Coordinate labeling listing
• • • • •

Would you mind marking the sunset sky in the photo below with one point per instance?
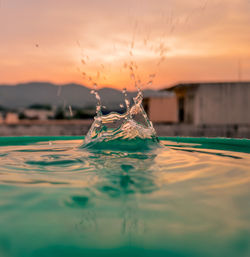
(166, 41)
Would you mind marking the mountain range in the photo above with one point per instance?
(26, 94)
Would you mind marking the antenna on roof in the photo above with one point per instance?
(239, 69)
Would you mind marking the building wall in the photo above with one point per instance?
(222, 104)
(163, 109)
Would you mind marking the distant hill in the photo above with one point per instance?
(24, 95)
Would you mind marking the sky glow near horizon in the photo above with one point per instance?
(87, 42)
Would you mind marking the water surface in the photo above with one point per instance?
(185, 197)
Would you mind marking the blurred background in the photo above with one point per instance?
(192, 60)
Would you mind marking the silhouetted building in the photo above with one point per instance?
(225, 103)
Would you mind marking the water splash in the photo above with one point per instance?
(131, 130)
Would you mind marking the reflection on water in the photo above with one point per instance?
(61, 200)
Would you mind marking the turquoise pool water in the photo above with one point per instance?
(187, 197)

• • • • •

SHORT PROBLEM: Format every line of the listing above as a JSON list of strings, one string per line, with blank lines omitted. Leave the pictures out of the list.

OUTPUT:
[
  "Would you mind marking the sunset sky in the photo below with one point per instance?",
  "(166, 41)",
  "Would you mind marking the mountain range in the photo above with one point per instance?",
  "(26, 94)",
  "Would you mind marking the antenna on roof in the photo above with one point per instance?",
  "(239, 69)",
  "Would you mind marking the building wall in the photo above with one point per instance?",
  "(222, 104)",
  "(163, 109)",
  "Would you mind marking the distant hill in the photo above with one point per instance?",
  "(24, 95)",
  "Would you mind marking the sky glow near horizon in the photo above with one point per instance?",
  "(87, 42)",
  "Would you mind marking the water surface in the photo above with one point per instance?",
  "(185, 197)",
  "Would you mind marking the blurred background in the photo above with one point per instance?",
  "(192, 60)",
  "Would you mind marking the silhouetted building in the photo above with one point per instance?",
  "(225, 103)",
  "Would you mind marking the water splash in the photo above with one point per instance?",
  "(131, 130)",
  "Would you mind marking the reflection on water in the photo above with one point per instance?",
  "(61, 200)",
  "Would you mind marking the turquoise pool water in the photo above with one point per instance?",
  "(187, 197)"
]